WRITTEN INSTRUCTION:
Starting at the line that contains "the windshield wiper", copy each line through the final one exactly as written.

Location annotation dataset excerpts
--
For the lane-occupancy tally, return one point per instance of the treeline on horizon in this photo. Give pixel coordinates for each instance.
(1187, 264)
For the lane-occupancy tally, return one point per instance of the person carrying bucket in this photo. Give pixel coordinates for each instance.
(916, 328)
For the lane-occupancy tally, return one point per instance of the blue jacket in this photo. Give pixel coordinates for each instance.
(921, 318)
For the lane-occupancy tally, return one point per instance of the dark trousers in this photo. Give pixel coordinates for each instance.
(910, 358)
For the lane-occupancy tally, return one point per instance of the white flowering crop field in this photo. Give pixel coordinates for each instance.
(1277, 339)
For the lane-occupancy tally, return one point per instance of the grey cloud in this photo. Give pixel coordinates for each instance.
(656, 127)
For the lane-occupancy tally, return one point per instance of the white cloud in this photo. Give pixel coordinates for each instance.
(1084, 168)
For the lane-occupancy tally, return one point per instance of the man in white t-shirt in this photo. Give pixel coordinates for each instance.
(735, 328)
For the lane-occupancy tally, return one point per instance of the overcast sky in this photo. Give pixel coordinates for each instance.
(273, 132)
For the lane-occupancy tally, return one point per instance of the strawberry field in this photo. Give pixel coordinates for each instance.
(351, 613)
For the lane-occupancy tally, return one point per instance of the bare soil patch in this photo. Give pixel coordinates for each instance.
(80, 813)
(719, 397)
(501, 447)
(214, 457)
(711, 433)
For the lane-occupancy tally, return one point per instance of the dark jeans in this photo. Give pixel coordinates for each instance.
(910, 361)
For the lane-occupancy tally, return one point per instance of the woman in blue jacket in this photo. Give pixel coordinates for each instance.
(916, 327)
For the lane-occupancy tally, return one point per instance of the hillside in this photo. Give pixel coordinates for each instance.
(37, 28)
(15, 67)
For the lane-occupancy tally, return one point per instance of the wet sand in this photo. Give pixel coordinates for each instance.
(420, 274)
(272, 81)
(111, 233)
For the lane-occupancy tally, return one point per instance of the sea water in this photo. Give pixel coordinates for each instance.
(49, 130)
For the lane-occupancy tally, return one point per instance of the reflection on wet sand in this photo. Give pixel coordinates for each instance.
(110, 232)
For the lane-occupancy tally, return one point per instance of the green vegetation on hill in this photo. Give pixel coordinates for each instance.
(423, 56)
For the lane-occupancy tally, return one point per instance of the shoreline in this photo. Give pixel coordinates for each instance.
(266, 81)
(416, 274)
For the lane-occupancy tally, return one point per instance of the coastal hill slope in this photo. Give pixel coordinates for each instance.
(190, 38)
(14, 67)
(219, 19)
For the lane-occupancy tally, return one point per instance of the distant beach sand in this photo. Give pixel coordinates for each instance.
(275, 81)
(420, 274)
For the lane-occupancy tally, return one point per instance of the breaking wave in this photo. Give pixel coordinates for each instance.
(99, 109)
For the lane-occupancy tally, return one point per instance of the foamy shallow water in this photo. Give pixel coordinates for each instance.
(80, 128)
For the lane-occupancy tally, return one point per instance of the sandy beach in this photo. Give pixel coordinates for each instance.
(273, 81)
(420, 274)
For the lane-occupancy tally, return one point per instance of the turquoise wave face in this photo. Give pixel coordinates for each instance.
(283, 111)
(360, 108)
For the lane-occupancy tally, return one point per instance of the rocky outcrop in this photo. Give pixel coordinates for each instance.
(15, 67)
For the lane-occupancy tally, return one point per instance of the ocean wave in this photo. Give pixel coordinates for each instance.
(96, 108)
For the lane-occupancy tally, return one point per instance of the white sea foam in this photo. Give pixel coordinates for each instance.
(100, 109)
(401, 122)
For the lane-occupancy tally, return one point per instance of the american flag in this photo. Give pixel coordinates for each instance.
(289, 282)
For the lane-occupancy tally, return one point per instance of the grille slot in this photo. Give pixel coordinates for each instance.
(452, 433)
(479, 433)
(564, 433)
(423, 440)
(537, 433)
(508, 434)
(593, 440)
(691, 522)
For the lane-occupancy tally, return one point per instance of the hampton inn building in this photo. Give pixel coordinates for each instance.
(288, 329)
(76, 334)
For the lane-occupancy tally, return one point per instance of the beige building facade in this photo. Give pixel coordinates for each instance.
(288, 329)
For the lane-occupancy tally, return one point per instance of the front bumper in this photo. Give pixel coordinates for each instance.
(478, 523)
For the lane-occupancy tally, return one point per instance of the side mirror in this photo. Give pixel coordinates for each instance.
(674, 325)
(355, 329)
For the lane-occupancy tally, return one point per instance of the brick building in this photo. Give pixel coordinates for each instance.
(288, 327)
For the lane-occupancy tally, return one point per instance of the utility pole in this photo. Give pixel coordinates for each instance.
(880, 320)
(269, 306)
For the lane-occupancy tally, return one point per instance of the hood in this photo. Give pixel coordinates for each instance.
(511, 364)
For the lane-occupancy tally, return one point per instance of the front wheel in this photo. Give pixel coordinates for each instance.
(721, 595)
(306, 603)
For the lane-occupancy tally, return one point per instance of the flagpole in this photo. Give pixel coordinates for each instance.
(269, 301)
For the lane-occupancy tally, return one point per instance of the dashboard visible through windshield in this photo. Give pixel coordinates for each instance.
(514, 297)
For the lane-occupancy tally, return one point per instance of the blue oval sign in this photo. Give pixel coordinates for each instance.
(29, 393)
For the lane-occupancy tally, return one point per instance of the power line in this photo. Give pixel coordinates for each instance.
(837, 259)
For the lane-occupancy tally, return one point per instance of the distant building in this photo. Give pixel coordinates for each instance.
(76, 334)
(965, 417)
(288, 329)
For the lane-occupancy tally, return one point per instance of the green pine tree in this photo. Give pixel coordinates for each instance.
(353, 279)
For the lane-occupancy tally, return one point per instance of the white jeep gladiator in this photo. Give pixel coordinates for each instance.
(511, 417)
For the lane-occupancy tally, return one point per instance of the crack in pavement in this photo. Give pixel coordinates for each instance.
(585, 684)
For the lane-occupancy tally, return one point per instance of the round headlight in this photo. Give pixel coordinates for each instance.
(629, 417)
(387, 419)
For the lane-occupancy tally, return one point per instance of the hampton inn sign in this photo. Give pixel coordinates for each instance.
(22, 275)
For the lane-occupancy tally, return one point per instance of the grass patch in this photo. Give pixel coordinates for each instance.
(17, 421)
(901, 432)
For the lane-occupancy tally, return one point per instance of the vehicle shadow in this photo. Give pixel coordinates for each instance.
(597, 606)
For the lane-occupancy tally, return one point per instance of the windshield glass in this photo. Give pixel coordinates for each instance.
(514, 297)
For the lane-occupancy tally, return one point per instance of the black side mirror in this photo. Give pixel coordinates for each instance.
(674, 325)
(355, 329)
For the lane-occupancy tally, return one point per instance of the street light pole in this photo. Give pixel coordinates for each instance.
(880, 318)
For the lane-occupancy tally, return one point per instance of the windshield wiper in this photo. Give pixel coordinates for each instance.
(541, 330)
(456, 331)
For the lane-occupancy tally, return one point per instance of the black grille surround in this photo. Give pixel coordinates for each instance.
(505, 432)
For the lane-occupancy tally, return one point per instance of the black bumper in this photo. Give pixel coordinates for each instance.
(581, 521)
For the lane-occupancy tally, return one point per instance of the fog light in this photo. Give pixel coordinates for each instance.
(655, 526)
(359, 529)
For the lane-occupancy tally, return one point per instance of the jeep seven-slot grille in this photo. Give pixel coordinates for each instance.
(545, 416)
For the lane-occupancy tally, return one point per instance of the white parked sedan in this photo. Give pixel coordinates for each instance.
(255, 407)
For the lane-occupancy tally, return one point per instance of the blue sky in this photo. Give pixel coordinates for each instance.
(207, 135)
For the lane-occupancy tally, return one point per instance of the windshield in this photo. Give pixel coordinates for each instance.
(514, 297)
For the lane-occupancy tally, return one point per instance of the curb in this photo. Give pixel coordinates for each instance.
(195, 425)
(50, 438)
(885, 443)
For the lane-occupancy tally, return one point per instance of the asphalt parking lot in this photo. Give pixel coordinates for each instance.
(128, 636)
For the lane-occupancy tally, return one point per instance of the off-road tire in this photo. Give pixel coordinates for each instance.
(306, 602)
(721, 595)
--
ANSWER TO THE TASK:
For the lane-occupancy tally, return one point per instance of the windshield wiper in this photo. Give pixel coordinates for each instance.
(541, 330)
(456, 331)
For the lane-occupancy tally, return one point per instance of the black grille surround in this photo. Give pixel coordinates for each instance.
(505, 432)
For the lane-occupancy tally, return one point per instance of the black bumper in this photo. Give pixel coordinates for each instance.
(581, 521)
For the lane-occupancy tally, return one point per instance of the fog light in this photo. Give pixel coordinates for each instance.
(655, 526)
(359, 529)
For the lane-occupancy tally, return one point per instance of the jeep seven-slot grille in this photo. Give pixel coordinates for each instance.
(545, 416)
For the lane-occupancy tally, return one point per instance of the white parked sedan in this photo. Give pixel coordinates for each instance.
(255, 407)
For the lane-occupancy tally, return one point per instance of the blue sky in this photo. Give pixel coordinates for each instance.
(207, 135)
For the lane-occupancy tally, return one point per instance of the windshield in this photo. Give pixel coordinates for each instance.
(514, 297)
For the lane-occupancy tally, return one point per instance of the curb in this photo. Give pixel coordinates for each instance.
(195, 425)
(50, 438)
(885, 443)
For the lane-occupancy tally, return one point per instance of the asphalt parking lot in this photo. Give pixel coordinates for each instance.
(128, 636)
For the lane-occupancy tally, return one point per instance of the off-road tire in this photo. Give pixel coordinates for each instance.
(306, 602)
(721, 595)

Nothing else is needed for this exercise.